◆ Your task ◆
If a line in the data contains "pole", copy it out.

◆ Provided data ◆
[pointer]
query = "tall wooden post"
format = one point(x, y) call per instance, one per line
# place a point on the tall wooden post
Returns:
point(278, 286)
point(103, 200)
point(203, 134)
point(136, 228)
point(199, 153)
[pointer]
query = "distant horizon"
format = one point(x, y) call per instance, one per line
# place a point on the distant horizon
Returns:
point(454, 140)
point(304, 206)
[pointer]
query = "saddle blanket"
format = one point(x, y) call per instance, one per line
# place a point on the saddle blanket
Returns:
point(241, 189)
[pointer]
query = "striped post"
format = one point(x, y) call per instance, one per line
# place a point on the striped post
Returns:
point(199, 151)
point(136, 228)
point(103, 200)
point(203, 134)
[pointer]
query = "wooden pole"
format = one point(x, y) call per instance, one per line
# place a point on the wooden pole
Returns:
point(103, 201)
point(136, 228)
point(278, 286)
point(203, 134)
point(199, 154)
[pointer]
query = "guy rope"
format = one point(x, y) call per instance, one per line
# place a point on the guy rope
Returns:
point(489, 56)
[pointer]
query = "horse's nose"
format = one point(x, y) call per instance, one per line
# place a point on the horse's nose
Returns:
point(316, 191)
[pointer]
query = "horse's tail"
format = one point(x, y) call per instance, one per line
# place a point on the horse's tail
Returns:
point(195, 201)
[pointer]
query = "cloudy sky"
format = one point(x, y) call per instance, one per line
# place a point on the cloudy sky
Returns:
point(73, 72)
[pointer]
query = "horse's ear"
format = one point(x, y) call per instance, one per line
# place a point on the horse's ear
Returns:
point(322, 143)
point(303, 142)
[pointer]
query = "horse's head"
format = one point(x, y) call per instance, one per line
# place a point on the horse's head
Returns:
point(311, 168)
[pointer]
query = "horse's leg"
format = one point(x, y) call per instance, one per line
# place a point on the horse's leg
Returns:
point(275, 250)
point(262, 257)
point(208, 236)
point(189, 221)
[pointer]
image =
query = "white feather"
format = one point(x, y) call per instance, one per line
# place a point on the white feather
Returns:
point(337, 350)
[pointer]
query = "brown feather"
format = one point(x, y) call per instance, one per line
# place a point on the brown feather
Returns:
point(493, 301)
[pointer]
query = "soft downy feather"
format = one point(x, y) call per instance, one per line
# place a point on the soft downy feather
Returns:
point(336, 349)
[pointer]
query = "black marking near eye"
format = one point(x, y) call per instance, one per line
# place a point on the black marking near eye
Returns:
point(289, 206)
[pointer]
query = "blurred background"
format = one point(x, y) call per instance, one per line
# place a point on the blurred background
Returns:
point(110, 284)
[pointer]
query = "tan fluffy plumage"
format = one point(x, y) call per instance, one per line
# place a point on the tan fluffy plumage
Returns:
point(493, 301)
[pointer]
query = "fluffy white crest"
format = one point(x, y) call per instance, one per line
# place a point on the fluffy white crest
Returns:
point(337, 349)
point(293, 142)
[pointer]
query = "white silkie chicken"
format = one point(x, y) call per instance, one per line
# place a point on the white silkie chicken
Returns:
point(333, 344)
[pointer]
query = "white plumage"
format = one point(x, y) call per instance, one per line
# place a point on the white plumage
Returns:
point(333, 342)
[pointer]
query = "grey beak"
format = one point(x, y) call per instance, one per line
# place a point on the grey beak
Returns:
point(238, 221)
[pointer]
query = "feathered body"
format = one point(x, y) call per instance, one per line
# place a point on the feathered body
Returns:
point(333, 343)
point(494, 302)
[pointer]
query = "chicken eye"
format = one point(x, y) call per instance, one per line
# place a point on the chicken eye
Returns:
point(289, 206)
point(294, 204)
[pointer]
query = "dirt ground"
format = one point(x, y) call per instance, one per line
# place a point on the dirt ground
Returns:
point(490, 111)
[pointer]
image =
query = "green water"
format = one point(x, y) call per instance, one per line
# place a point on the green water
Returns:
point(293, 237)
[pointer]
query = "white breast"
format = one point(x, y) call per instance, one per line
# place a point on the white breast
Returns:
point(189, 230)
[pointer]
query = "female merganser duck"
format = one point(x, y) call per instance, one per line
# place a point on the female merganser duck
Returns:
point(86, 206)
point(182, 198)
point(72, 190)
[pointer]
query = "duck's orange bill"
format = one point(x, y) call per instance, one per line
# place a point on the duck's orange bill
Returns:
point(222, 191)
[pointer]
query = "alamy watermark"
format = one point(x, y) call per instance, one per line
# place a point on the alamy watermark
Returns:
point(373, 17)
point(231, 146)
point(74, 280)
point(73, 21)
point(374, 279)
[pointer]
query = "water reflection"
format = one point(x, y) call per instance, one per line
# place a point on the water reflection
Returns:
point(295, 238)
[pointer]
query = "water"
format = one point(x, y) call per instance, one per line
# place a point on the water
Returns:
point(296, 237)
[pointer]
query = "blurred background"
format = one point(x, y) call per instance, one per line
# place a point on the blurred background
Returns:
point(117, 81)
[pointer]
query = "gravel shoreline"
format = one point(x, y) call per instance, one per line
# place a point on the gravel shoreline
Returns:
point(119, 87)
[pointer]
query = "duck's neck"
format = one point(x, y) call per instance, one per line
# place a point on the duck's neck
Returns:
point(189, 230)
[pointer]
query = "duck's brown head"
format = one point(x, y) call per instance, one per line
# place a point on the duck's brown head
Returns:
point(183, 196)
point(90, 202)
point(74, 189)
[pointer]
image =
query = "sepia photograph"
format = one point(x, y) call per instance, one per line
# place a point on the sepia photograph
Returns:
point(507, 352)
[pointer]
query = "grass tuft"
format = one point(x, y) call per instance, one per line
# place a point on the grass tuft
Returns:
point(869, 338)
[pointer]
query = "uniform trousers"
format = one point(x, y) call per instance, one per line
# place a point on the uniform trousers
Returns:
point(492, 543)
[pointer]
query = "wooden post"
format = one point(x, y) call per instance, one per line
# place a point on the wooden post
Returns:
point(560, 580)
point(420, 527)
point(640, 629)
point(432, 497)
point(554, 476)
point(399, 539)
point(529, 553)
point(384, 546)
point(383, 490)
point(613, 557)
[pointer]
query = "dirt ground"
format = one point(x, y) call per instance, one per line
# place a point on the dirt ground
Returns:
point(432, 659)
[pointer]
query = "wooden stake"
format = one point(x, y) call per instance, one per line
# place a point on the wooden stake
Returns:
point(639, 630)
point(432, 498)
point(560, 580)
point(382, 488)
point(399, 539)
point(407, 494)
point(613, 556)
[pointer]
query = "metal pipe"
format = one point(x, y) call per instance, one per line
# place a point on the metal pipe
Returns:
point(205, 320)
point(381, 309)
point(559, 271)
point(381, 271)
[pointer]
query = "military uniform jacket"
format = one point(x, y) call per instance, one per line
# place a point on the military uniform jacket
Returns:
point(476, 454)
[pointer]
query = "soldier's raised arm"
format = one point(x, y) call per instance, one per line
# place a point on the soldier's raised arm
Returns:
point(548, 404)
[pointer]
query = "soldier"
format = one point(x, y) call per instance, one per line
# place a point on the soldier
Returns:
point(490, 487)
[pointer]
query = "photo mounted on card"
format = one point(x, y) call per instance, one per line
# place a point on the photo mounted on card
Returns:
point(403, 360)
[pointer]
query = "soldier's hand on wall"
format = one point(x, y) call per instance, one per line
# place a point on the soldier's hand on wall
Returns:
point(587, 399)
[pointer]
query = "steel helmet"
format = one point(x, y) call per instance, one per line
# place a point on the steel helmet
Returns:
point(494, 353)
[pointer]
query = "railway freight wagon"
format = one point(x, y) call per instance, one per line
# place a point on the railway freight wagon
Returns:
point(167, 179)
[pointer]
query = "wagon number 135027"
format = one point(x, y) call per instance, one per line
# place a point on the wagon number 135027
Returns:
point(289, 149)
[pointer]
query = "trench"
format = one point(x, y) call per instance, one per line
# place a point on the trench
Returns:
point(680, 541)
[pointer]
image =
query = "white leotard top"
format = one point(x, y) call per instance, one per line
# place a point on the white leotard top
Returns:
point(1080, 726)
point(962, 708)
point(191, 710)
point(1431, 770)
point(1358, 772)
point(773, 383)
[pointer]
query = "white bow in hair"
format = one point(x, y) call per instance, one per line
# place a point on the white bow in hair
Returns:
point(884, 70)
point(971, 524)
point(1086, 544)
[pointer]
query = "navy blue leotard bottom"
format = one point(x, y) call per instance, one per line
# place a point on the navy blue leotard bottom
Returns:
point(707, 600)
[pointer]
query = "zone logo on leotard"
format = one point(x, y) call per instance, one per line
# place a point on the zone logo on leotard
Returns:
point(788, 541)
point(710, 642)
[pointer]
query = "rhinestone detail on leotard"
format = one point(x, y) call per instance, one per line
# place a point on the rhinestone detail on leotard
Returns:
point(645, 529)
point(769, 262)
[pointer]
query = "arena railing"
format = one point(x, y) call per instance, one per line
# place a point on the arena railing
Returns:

◆ Exercise answer ◆
query = "wooden pole"
# place a point on the wooden pole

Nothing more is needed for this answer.